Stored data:
---

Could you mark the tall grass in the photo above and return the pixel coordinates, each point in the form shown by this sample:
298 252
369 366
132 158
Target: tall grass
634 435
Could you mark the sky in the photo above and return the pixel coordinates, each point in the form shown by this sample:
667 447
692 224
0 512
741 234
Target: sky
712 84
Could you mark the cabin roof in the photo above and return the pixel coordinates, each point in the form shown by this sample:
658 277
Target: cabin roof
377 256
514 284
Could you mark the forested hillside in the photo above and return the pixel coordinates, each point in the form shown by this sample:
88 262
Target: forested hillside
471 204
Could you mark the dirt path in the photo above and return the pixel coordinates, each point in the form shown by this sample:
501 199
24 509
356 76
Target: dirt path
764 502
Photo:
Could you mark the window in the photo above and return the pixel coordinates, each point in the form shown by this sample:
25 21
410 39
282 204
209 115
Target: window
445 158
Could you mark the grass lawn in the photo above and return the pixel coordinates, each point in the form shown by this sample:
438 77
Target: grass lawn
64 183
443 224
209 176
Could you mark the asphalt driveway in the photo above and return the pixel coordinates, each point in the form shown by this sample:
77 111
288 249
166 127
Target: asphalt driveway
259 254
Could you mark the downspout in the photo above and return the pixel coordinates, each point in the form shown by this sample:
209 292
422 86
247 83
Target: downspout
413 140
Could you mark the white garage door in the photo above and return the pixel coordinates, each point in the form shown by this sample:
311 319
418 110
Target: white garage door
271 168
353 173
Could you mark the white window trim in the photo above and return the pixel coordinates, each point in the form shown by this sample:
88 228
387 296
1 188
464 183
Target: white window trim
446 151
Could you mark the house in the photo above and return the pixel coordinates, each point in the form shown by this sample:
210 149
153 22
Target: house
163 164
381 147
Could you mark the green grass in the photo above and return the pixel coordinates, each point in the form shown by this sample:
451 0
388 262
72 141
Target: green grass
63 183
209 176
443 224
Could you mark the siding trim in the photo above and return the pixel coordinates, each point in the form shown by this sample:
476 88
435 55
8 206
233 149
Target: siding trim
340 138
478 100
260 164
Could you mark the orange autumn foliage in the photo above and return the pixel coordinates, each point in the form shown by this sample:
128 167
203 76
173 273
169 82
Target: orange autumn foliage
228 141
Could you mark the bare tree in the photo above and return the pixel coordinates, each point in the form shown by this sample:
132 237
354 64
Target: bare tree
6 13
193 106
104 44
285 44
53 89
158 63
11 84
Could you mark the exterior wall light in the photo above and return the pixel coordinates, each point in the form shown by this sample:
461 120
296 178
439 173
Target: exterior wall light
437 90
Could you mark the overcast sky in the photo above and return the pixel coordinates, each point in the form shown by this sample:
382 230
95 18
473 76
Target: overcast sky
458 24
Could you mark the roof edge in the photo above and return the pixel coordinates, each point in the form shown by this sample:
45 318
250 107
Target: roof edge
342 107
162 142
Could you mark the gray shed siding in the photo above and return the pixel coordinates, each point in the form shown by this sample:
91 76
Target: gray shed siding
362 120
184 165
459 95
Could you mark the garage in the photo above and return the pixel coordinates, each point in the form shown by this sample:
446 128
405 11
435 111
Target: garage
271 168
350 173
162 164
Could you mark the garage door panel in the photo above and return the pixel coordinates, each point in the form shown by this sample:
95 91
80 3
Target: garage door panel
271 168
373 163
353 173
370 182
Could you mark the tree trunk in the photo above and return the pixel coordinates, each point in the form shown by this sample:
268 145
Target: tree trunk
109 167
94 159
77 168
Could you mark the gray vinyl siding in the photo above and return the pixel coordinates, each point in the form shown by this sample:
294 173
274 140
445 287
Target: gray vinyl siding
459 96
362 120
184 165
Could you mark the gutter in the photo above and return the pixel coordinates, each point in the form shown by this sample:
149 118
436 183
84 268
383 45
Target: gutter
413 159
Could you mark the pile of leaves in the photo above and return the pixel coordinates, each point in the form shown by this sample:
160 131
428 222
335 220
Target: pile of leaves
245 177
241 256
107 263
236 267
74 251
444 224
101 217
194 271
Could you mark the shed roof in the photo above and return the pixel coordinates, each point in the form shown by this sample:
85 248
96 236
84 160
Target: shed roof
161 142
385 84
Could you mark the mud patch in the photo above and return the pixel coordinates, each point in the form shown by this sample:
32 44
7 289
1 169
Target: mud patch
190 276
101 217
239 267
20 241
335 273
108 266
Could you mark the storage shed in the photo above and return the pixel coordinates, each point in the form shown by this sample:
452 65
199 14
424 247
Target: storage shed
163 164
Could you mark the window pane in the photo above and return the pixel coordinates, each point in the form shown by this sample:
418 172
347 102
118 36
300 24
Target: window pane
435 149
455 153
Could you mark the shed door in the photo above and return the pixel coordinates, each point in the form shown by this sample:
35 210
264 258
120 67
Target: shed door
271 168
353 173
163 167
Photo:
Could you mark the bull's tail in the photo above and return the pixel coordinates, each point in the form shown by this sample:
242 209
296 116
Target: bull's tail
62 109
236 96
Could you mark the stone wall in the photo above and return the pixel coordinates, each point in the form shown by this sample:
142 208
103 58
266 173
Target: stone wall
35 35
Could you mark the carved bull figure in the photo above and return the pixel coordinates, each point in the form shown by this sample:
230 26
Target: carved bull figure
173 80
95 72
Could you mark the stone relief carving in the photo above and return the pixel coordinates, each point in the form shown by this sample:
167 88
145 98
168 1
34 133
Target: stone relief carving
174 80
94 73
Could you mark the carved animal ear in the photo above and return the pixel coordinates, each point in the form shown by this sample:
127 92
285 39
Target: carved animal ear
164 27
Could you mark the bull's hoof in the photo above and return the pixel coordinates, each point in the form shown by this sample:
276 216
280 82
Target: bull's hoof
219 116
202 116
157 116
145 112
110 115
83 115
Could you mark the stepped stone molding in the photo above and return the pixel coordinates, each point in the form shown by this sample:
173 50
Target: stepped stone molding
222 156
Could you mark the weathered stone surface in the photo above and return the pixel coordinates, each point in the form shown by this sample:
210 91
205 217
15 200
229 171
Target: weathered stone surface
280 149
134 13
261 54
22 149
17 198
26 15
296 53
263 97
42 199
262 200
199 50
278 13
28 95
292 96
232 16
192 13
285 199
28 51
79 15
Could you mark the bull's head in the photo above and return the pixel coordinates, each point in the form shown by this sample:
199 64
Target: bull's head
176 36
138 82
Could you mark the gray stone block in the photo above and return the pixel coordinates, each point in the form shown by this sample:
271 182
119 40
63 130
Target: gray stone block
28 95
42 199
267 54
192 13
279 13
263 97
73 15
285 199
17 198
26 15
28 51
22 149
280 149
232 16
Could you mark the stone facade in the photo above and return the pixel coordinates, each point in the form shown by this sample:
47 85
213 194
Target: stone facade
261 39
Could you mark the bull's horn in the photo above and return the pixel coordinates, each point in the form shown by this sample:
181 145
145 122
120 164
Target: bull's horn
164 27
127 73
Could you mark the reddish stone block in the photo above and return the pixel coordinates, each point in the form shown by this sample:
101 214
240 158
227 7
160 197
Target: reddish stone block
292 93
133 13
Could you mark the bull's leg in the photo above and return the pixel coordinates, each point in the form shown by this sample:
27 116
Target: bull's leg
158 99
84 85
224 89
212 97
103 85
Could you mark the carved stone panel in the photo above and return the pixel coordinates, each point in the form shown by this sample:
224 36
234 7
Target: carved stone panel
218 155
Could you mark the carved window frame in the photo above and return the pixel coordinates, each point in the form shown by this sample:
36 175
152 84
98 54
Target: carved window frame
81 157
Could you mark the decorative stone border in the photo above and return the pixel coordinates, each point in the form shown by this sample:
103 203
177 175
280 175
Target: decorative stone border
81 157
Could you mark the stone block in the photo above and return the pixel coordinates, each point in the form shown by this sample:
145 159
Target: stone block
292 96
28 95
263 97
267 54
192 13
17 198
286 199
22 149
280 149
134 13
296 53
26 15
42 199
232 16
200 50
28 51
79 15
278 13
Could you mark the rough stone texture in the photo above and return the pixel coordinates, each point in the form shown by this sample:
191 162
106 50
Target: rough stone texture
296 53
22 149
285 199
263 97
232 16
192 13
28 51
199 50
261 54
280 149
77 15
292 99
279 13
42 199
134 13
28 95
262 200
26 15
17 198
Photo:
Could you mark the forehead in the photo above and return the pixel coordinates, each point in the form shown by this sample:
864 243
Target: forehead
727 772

---

- Task statement:
Please quote the data from the line containing "Could you mark the decorative" through the final line, keeping both of those lines.

- Output below:
Could you mark the decorative stone border in the photo above and return the pixel coordinates, each point in the form shown by this sample:
103 203
177 175
280 175
Target: decorative stone border
81 157
Could you mark the stone block in the photo above and return the pixel coordinates, each point in the form shown by this sample:
145 159
Target: stone block
292 96
28 95
263 97
267 54
192 13
17 198
286 199
22 149
280 149
134 13
296 53
26 15
42 199
232 16
200 50
28 51
79 15
278 13
Could you mark the rough stone texture in the photo above and return the pixel coordinates, each point in the form shown by this sample:
191 162
106 50
Target: rough stone texture
296 53
22 149
285 199
263 97
232 16
192 13
28 51
199 50
261 54
280 149
77 15
292 99
279 13
42 199
134 13
28 95
262 200
26 15
17 198
Photo:
Could you mark the forehead in the photo above and return the pixel coordinates, each point in the form shown by this sample:
864 243
Target: forehead
727 772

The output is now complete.